SUPPLIED RECORDS:
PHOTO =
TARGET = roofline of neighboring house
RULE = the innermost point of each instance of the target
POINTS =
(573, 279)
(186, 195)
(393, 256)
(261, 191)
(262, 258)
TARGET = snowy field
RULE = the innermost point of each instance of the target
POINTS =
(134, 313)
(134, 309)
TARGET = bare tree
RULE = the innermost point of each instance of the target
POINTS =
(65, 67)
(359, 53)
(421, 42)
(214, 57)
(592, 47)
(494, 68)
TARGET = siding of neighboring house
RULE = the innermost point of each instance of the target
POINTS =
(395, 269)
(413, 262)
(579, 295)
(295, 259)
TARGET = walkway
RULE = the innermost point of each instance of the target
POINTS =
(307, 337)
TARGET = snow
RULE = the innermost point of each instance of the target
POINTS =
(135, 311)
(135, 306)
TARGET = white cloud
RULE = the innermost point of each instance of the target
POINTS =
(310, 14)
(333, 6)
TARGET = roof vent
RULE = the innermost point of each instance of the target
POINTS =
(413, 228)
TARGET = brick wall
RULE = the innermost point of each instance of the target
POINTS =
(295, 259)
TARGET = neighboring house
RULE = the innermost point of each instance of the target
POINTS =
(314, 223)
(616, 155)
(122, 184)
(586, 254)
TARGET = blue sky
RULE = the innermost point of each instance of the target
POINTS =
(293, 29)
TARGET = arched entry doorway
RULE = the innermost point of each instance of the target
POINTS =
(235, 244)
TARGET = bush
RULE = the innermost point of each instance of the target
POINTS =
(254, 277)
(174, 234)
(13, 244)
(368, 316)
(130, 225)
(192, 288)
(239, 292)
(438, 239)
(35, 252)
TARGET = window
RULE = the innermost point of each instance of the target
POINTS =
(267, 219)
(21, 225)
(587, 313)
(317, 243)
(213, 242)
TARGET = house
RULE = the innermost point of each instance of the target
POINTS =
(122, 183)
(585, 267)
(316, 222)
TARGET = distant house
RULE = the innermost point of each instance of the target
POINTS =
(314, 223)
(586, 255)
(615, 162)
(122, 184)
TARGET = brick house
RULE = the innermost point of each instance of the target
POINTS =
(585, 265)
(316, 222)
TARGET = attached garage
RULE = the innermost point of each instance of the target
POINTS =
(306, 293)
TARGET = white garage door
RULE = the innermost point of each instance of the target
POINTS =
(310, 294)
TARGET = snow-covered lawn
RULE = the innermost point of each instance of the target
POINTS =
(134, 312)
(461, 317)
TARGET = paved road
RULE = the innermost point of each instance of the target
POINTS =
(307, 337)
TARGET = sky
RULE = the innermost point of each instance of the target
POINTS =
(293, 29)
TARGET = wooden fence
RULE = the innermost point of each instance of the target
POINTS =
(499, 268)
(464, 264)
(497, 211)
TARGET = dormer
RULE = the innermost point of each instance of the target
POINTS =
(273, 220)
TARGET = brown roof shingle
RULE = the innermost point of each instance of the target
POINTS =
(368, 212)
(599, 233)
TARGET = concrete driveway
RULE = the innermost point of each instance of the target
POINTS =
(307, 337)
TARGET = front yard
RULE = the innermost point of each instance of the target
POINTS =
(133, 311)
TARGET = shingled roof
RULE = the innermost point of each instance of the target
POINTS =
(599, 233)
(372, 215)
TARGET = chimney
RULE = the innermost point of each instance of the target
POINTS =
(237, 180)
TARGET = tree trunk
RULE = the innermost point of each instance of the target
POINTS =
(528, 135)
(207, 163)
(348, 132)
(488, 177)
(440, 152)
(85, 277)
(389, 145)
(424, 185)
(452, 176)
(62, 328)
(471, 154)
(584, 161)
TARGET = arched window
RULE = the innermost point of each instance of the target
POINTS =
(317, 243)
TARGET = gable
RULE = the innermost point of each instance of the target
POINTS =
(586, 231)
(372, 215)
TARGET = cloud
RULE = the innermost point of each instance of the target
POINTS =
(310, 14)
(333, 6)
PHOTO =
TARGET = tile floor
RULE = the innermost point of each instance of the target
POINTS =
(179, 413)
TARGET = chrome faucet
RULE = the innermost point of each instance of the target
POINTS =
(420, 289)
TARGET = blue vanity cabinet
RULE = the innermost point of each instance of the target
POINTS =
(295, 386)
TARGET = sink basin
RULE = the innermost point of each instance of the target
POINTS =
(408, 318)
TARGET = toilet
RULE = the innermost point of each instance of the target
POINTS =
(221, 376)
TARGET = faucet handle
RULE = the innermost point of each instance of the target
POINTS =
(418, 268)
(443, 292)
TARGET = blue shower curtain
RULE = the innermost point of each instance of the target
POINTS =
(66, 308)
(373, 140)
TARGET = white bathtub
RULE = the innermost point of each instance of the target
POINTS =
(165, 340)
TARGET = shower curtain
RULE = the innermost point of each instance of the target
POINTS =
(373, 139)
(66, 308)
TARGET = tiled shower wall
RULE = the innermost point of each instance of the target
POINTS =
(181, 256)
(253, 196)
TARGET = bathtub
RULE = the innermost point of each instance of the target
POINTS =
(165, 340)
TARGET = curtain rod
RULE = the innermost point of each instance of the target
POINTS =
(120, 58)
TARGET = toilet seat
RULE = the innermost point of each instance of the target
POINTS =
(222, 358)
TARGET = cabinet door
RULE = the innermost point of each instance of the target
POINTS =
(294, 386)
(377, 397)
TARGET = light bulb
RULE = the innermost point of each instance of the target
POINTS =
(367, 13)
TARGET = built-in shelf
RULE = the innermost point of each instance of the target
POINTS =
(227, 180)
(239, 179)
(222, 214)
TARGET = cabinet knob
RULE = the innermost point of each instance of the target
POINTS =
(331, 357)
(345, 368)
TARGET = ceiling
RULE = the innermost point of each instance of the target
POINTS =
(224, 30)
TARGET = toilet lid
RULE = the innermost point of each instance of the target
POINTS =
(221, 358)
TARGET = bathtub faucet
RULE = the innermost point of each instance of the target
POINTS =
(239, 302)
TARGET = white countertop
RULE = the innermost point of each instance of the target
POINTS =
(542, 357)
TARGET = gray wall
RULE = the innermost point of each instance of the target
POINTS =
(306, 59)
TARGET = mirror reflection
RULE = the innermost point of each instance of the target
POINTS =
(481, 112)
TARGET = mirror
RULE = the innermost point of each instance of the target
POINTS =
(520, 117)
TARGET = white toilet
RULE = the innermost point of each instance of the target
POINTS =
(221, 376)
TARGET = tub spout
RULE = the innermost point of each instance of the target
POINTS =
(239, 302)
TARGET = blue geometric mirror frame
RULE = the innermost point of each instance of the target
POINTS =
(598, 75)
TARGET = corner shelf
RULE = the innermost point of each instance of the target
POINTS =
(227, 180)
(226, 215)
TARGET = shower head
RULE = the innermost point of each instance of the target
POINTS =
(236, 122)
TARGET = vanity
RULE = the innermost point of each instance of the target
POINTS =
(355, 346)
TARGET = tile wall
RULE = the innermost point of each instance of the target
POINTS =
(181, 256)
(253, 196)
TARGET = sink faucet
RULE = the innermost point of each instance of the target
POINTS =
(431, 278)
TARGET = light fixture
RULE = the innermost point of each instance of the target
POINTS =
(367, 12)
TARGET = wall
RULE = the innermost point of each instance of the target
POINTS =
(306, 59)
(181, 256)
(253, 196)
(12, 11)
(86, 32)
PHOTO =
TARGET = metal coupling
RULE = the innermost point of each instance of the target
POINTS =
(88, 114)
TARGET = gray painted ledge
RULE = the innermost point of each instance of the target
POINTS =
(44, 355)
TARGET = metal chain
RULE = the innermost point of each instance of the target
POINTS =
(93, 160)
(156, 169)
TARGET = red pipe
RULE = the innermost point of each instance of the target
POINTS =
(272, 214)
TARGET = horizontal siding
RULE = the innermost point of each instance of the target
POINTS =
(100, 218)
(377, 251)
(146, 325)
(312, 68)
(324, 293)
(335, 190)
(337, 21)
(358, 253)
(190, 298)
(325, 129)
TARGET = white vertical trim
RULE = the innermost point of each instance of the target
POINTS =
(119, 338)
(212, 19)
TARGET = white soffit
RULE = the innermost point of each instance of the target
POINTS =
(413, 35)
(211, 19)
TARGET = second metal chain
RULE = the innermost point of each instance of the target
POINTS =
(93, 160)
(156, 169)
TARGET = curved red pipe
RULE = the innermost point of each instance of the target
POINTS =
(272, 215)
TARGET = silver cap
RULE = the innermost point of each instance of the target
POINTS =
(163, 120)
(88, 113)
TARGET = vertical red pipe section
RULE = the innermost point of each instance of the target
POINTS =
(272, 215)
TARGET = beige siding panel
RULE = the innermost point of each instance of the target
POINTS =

AIM OF THE EXERCISE: Starting with the line that contains "TARGET = white soffit", write out each line through the end of the listing, exactly as it appears, and include nothing else.

OUTPUT BELOW:
TARGET = white soffit
RULE = the innermost point of each instance of the target
POINTS =
(413, 35)
(211, 19)
TARGET = second metal chain
RULE = the innermost point of each instance of the target
POINTS =
(93, 160)
(156, 169)
TARGET = curved red pipe
RULE = the innermost point of each instance of the target
POINTS =
(272, 215)
TARGET = silver cap
RULE = the innermost point of each instance of the target
POINTS =
(163, 120)
(88, 113)
TARGET = vertical red pipe section
RULE = the innermost point of each instance of the target
POINTS =
(272, 215)
TARGET = beige siding panel
RULE = the innermost point of each instance of the target
POINTS =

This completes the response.